Start of Selected extract
Mine were very loosely told, shall we say. And we had to have a prayer meeting each week and we did, and I never prayed. So therefore of us, the three guys would take turns praying and then they would pause about 10 seconds. I never prayed.

And then they would say, thanks guys, see you next week. And then one time I just, without thinking about it at all, I just started praying. I said, God, everything got very tense. I said, as you know, I don't care if all 10,000 people at that university go to hell. Well, you could cut that with a knife at a Bible college prayer meeting.

In fact, I don't even care if I go to hell. And I had a vision. It was a life changing vision.

The only one like that, anything close to that I've had. We had just been studying the good Samaritan. I started talking about the parable of the good Samaritan. I know we're supposed to be like the good Samaritan, reaching down to this wretch in a ditch here and helping them. And then suddenly as I was talking, that vision changed and I saw the person in the ditch was me.

Here I thought I was smarter, more sophisticated than these fundamentalist types. And I realized I was the neediest one of all. And every time Jesus, because the good Samaritan took on the face of Jesus, every time the good Samaritan reached out to help me, I'd spit in his face.

Three times that happened, three times. And then I didn't know what to do, so I just got up and left the room. And that changed my life. Here I've made my career as a Christian writer. And it all goes back to that moment. It was a moment of grace where I realized I was the needy one.

And unless you come to some point of realizing that, and a lot of people don't, they say, I can get along fine without you God. They're the losers. They're the losers. And I realized that for the first time.

Yeah. I mean, hearing you say that again, it's such a beautiful story because we resist being the one in the ditch. We don't want to be that one. We want to be anything but that. And grace doesn't work until you admit that. Is that true?

Until you're able to say, I need it? Well, in some way, yeah. I mean, look at the rich young ruler, the story there. And Jesus would always find, what is that one need?

And he pretty well exposed him. His need was a need to be rich. And I'd rather be rich than to be loved by God. That was the choice.

Because Jesus says, here, do these things. I've already done all those. Oh, okay. Then give away all your money. Yeah. Talk to you later.

I'm out of here. And God will often do this. It's not like God has to devastate us, but until we understand it's not about how much better we are than other people or how much like God we are, even it's how open we are to receiving God's free gift. Jesus has already done the work. You know, that's the point of the gospel. Jesus has done it.

So you don't have to do it. You just have to follow Jesus in the way that he set out. When you say that Jesus saw grace everywhere he went, and then he communicated that through his parables, what do you mean by that? He saw it everywhere he went.

Part of it, I think, was the common grace that spoke to me, too. Because when Jesus is telling his stories, what does he use? He uses wildflowers. Somebody says something about King Solomon. Now there was a king man. He had 800 wives. And Jesus says, you know what? See that lily over there?
End of Selected extract
◆ Exercises
1 – Reproduce the passage of the transcript between "And unless you" and "Is that true?", inclusive.
2 – Answer these questions from the transcript:
(a) How many people does the speaker's prayer say were at the university?
(b) How many times does the speaker say the spitting in the vision happened?
(c) How many wives is King Solomon said to have had?
Start of Supplied material
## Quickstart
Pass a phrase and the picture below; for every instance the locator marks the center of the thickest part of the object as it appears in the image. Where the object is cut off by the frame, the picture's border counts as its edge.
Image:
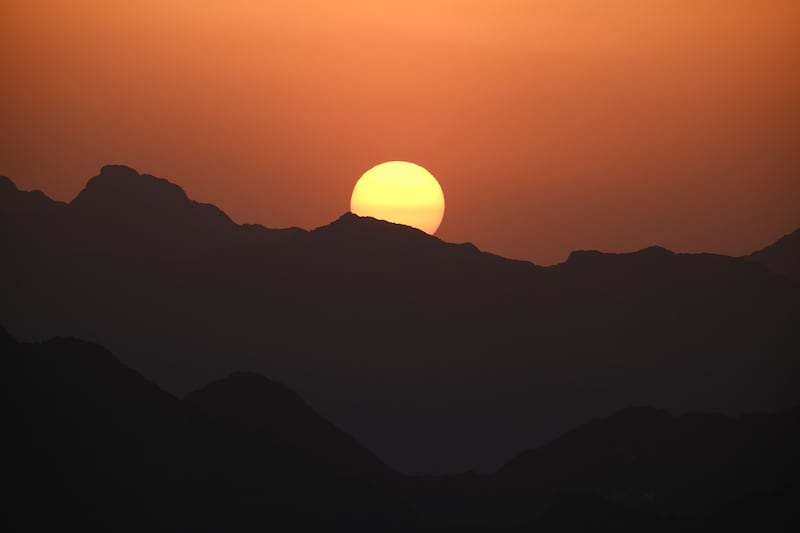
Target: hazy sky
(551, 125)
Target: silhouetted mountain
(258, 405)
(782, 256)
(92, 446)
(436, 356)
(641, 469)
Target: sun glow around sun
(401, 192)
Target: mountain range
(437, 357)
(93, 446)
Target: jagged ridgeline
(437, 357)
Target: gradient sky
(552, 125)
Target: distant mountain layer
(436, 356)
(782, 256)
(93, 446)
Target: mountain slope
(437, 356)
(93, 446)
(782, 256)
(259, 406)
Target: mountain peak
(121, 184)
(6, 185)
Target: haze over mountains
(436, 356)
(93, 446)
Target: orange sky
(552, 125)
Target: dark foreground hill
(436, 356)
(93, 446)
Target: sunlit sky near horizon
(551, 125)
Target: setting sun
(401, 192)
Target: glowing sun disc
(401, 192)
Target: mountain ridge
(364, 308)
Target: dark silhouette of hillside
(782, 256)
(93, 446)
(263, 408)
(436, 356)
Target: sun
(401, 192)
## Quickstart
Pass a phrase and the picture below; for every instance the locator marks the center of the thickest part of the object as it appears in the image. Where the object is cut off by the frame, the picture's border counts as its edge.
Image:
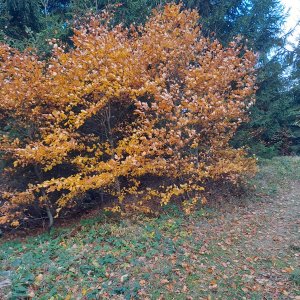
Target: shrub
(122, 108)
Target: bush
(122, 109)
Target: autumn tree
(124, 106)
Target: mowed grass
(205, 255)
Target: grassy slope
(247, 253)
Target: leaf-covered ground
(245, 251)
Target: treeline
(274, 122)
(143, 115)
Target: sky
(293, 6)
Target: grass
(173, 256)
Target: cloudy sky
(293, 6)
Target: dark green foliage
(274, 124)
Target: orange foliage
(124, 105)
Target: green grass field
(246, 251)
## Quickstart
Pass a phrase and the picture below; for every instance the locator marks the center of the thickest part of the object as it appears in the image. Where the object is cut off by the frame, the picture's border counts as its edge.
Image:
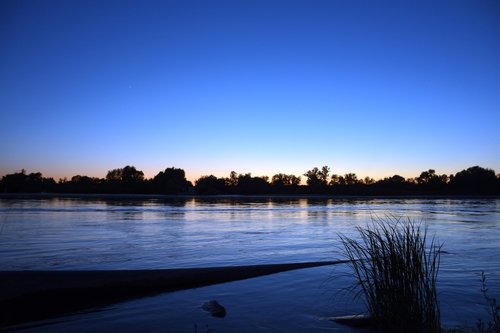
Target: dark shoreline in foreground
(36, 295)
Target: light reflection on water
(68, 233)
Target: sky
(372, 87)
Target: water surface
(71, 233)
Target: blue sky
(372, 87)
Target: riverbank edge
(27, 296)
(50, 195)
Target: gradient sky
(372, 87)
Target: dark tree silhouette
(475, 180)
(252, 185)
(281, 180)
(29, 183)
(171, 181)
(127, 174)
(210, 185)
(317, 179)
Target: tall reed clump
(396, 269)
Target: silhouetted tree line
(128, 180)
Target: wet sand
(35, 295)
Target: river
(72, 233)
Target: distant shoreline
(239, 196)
End of Supplied material
Start of Supplied material
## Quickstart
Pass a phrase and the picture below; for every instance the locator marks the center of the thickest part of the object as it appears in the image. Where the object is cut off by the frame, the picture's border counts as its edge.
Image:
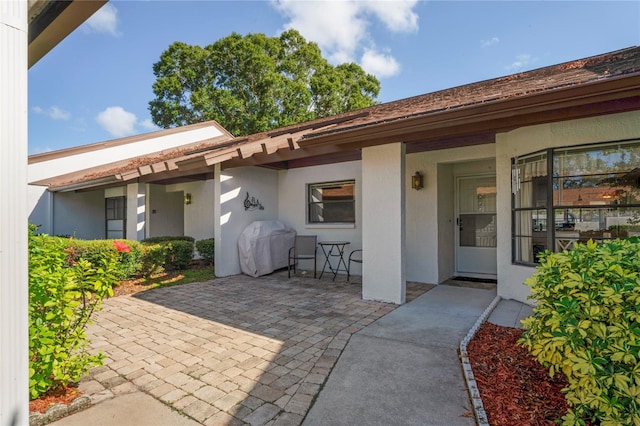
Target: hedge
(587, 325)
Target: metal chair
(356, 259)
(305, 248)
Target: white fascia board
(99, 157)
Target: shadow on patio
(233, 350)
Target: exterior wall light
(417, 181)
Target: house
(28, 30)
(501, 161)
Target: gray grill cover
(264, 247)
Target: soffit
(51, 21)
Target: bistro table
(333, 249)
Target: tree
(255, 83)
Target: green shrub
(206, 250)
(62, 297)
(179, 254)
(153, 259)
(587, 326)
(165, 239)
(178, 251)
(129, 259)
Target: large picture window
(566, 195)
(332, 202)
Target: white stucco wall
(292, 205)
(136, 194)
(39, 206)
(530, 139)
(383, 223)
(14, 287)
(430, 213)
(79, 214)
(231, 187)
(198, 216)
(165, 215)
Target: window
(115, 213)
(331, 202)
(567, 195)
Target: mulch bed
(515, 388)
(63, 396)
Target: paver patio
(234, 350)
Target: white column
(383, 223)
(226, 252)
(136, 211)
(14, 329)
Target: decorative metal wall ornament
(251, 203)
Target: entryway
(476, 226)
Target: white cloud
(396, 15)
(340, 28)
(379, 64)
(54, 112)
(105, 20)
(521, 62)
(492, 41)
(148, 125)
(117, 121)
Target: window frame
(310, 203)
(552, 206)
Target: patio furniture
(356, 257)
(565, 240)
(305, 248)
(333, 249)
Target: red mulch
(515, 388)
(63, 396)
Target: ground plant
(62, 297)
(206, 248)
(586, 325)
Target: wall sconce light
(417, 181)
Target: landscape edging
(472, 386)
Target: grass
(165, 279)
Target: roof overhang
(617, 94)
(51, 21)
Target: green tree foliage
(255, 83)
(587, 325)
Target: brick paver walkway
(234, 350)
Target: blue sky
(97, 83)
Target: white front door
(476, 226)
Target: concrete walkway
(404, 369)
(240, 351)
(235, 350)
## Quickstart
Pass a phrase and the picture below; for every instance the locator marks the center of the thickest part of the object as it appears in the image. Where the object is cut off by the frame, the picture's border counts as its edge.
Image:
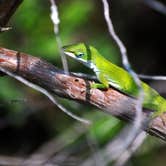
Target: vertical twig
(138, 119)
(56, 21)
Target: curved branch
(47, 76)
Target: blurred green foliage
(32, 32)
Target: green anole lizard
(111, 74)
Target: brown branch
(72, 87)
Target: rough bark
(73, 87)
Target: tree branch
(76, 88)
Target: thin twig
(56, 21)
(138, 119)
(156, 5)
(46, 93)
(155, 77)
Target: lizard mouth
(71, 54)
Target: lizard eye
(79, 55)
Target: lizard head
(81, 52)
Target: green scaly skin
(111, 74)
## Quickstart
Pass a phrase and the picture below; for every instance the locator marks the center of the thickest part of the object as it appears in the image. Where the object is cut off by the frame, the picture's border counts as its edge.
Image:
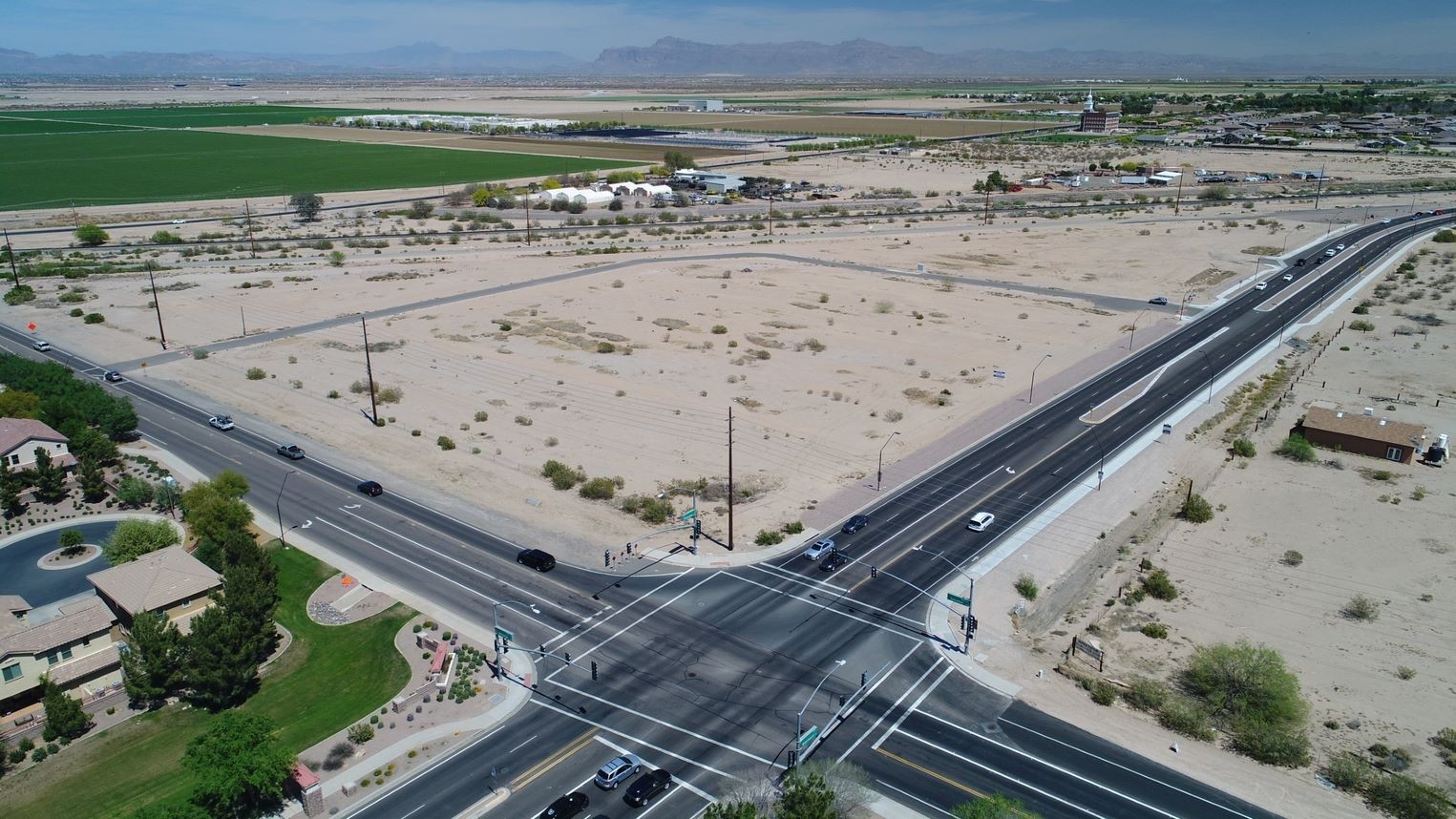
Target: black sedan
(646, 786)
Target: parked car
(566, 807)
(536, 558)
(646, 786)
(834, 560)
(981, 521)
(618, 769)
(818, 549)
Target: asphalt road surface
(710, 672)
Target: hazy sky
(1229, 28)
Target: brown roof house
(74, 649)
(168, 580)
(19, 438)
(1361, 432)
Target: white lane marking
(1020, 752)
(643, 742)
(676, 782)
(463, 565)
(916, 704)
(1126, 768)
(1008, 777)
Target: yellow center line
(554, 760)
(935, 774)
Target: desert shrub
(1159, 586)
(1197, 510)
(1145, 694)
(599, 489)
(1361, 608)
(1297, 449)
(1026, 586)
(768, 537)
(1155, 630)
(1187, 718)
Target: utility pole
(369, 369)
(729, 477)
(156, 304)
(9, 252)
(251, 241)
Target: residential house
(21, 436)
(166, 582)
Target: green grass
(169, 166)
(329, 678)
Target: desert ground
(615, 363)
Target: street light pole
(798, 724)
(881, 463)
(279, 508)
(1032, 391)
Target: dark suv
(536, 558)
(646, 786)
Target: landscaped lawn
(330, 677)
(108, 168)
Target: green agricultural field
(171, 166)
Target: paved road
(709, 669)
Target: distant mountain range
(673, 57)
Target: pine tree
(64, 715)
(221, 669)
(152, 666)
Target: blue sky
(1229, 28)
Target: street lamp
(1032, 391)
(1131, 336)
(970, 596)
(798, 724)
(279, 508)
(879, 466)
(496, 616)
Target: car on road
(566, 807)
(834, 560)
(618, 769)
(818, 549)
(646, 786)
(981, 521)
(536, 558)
End of Supplied material
Start of Supplied material
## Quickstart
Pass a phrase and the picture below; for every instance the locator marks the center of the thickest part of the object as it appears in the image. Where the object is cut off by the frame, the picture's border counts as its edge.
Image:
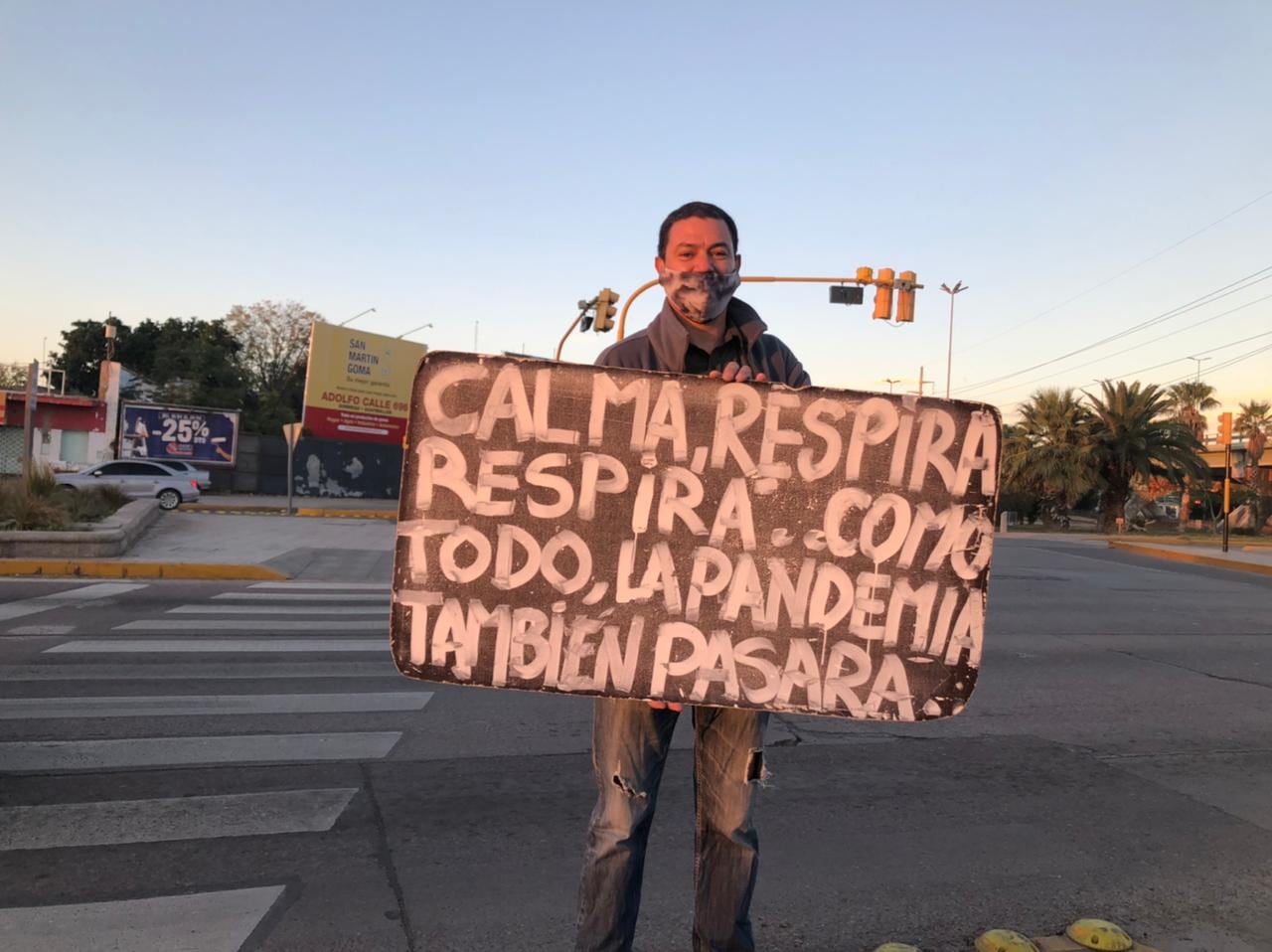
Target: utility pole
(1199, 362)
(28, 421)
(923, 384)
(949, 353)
End of Supplied material
◆ Responses by item number
1 –
And unless you come to some point of realizing that, and a lot of people don't, they say, I can get along fine without you God. They're the losers. They're the losers. And I realized that for the first time.

Yeah. I mean, hearing you say that again, it's such a beautiful story because we resist being the one in the ditch. We don't want to be that one. We want to be anything but that. And grace doesn't work until you admit that. Is that true?

2 –
(a) 10,000
(b) Three times
(c) 800